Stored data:
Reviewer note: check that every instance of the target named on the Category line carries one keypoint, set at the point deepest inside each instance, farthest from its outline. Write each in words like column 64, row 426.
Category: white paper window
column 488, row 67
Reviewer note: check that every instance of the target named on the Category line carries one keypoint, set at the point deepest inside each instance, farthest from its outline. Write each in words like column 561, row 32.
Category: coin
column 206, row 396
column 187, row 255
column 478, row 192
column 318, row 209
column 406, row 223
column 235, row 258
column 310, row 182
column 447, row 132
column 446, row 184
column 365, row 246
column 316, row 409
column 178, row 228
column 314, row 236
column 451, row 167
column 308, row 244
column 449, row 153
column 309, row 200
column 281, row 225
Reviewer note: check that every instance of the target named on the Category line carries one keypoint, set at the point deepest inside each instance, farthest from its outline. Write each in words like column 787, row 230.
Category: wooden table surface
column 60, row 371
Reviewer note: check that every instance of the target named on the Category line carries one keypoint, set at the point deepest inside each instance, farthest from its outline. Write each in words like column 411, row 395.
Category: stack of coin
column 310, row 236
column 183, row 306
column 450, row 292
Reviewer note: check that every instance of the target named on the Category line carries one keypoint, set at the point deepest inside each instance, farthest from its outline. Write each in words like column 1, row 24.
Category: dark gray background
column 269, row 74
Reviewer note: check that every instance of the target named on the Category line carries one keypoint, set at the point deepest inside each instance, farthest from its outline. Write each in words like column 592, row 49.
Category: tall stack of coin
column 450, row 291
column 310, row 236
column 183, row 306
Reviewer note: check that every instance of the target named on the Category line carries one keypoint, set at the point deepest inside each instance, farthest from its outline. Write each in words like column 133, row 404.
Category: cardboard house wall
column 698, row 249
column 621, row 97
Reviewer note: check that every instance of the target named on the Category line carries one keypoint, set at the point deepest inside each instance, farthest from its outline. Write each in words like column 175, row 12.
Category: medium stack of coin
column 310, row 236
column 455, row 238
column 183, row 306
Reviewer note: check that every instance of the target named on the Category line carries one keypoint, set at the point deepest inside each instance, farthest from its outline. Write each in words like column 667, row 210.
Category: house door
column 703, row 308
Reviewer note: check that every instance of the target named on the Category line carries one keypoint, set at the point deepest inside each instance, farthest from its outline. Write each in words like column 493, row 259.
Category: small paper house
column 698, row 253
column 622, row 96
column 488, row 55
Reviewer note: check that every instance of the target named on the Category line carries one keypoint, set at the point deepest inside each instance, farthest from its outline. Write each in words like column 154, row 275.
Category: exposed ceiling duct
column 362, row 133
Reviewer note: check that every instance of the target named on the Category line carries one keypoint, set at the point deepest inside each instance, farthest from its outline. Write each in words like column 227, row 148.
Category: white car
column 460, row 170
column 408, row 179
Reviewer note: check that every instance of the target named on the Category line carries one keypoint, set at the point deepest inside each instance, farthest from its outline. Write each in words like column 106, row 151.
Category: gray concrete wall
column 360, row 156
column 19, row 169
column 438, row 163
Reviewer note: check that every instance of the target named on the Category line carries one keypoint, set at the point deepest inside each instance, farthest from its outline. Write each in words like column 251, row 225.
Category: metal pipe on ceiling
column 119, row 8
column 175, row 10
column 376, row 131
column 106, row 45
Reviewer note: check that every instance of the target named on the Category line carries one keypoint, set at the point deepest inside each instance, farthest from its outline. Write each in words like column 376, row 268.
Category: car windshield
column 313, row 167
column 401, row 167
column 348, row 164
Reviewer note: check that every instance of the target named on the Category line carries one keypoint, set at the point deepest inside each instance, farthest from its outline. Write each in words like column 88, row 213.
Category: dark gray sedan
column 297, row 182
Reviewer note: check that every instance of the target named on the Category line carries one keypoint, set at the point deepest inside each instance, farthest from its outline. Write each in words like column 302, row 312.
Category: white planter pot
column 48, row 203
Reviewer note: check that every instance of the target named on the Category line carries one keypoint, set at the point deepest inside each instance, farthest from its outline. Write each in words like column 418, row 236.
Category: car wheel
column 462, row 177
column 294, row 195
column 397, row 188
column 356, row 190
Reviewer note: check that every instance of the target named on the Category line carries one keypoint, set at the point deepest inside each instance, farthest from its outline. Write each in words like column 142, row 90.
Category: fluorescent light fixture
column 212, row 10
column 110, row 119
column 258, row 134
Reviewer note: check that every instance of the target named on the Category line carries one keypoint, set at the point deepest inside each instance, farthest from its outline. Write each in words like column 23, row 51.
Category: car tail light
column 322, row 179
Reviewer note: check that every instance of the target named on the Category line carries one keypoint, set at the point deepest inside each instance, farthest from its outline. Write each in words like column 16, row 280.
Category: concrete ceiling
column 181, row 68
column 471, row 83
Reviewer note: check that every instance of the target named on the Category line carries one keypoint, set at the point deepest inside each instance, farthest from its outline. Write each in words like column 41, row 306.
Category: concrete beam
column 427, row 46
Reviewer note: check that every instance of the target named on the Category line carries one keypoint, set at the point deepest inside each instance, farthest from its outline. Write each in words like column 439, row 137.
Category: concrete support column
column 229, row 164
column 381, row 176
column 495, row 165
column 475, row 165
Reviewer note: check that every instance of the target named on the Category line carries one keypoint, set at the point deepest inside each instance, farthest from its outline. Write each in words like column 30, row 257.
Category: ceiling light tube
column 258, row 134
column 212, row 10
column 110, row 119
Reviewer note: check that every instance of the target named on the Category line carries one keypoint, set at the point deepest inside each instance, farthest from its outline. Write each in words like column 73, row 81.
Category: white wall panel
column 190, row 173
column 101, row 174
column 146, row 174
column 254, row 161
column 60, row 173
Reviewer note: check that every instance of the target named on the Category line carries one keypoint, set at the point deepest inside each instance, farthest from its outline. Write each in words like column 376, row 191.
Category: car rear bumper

What the exercise asks: Rewrite every line of the data above as a numbered list, skipping any blank lines.

Task output:
1. Reviewer note: check that every instance of the target named on the Category line carries one keypoint, set at the point deepest inside each instance, farthest from its outline. Write each in words like column 64, row 426.
2. Category: white paper window
3. column 488, row 67
4. Reviewer note: check that every instance of the target named on the Category line carries one keypoint, set at the point deepest inside each instance, farthest from its outline. Write each in words like column 561, row 32.
5. Category: coin
6. column 206, row 396
7. column 187, row 255
8. column 478, row 192
9. column 318, row 209
10. column 406, row 223
11. column 235, row 258
12. column 310, row 182
13. column 447, row 132
14. column 446, row 184
15. column 365, row 246
16. column 316, row 409
17. column 178, row 228
18. column 314, row 236
19. column 451, row 167
20. column 308, row 244
21. column 449, row 153
22. column 309, row 200
23. column 281, row 225
24. Reviewer note: check that every instance of the target named on the Category line carries one keypoint, set at the point deepest inside each instance, farthest from its outline. Write each in words like column 787, row 230.
25. Category: wooden table surface
26. column 60, row 371
27. Reviewer note: check that every instance of the target named on the Category line carries one keypoint, set at the point deepest inside each instance, farthest from its outline. Write each in words like column 411, row 395.
28. Category: stack of coin
29. column 310, row 236
30. column 183, row 306
31. column 450, row 292
32. Reviewer note: check that every instance of the target named on the Category line carries one keypoint, set at the point deepest inside each instance, farthest from its outline. Write each in words like column 1, row 24.
33. Category: dark gray background
34. column 269, row 74
35. Reviewer note: check that every instance of the target named on the Category line carries one keypoint, set at the point deepest inside each instance, farthest from its outline. Write each in words like column 592, row 49.
36. Category: tall stack of coin
37. column 450, row 291
38. column 310, row 236
39. column 183, row 306
40. Reviewer note: check that every instance of the target named on the Category line carries one keypoint, set at the point deepest inside each instance, farthest from its outline. Write each in words like column 133, row 404.
41. Category: cardboard house wall
42. column 698, row 249
43. column 621, row 97
44. Reviewer note: check that every instance of the target named on the Category line carries one keypoint, set at the point deepest inside each instance, farthest from its outline. Write each in words like column 175, row 12.
45. Category: medium stack of coin
46. column 310, row 236
47. column 455, row 238
48. column 183, row 306
49. Reviewer note: check that every instance of the target named on the Category line carries one keypoint, set at the point deepest inside each instance, farthest from its outline. Write each in words like column 667, row 210.
50. Category: house door
51. column 703, row 308
52. Reviewer note: check that every instance of the target named on the Category line carries one keypoint, set at the point deepest inside each instance, farthest from its outline. Write each in words like column 493, row 259.
53. Category: small paper house
54. column 698, row 253
55. column 622, row 96
56. column 488, row 55
57. Reviewer note: check that every instance of the target named on the Category line carries one keypoint, set at the point deepest inside each instance, farthest from its outline. Write each in words like column 154, row 275.
58. Category: exposed ceiling duct
59. column 362, row 133
60. Reviewer note: check that every instance of the target named on the Category line carries one keypoint, set at the point deepest inside each instance, farthest from its outline. Write each in words like column 227, row 148.
61. Category: white car
62. column 460, row 170
63. column 408, row 179
64. Reviewer note: check that every instance of the target named on the Category line carries one keypoint, set at the point deepest inside each instance, farthest from its outline. Write each in words like column 106, row 151.
65. Category: gray concrete wall
66. column 360, row 156
67. column 19, row 169
68. column 438, row 163
69. Reviewer note: check that every instance of the target named on the Category line carries one keypoint, set at the point deepest inside each instance, farthest from its outline. Write each in words like column 251, row 225.
70. Category: metal pipe on ceiling
71. column 119, row 8
72. column 175, row 10
73. column 376, row 131
74. column 106, row 45
75. Reviewer note: check that every instance of the target named on the Category line carries one keypoint, set at the point deepest inside each instance, farthest from its outline. Write each in words like column 376, row 268.
76. Category: car windshield
77. column 313, row 167
78. column 401, row 167
79. column 348, row 164
80. Reviewer note: check that every instance of the target named on the Category line carries one keypoint, set at the point deepest inside each instance, farthest from its outline. Write each in words like column 88, row 213.
81. Category: dark gray sedan
82. column 297, row 182
83. Reviewer note: check that every instance of the target named on the Category line carries one keypoint, set at the point deepest inside each instance, farthest from its outline. Write each in words like column 302, row 312.
84. Category: white planter pot
85. column 48, row 203
86. Reviewer note: check that every instance of the target named on the Category line carries one keypoint, set at the point deepest inside each instance, farthest from its outline. Write each in words like column 418, row 236.
87. Category: car wheel
88. column 462, row 177
89. column 294, row 195
90. column 397, row 188
91. column 356, row 190
92. Reviewer note: check that every instance of the target named on the Category line carries one keypoint, set at the point deepest inside each instance, farthest from its outline. Write each in words like column 142, row 90.
93. Category: fluorescent light fixture
94. column 212, row 10
95. column 110, row 119
96. column 258, row 134
97. Reviewer note: check that every instance of the target named on the Category line carries one keypoint, set at the point deepest inside each instance, farthest from its outline. Write each in words like column 23, row 51.
98. Category: car tail light
99. column 322, row 179
100. Reviewer note: check that every instance of the target named on the Category line carries one keypoint, set at the point deepest inside each instance, farthest from its outline. Write each in words like column 16, row 280.
101. Category: concrete ceiling
102. column 181, row 68
103. column 471, row 83
104. Reviewer note: check that every instance of the target named on the Category line carries one keypoint, set at the point deepest inside each instance, farthest from its outline. Write each in words like column 41, row 306.
105. Category: concrete beam
106. column 427, row 46
107. Reviewer note: check that every instance of the target named on the Category line carries one keypoint, set at the point deepest inside each instance, farthest from its outline. Write each in words like column 439, row 137.
108. Category: concrete support column
109. column 229, row 164
110. column 381, row 176
111. column 495, row 165
112. column 475, row 165
113. Reviewer note: check that every instance of the target named on the Category line carries one keypoint, set at the point deepest inside each instance, farthest from its outline. Write each in words like column 30, row 257.
114. Category: ceiling light tube
115. column 258, row 134
116. column 212, row 10
117. column 110, row 119
118. Reviewer note: check that every instance of the target named on the Category line carries one keypoint, set at the point deepest inside each instance, farthest from its outline. Write each in words like column 73, row 81.
119. Category: white wall panel
120. column 190, row 173
121. column 101, row 174
122. column 146, row 174
123. column 254, row 161
124. column 60, row 173
125. Reviewer note: check that every instance of the target named on the Category line carries one keypoint, set at the point deepest inside each instance, farthest from its outline. Write each in words like column 376, row 191.
126. Category: car rear bumper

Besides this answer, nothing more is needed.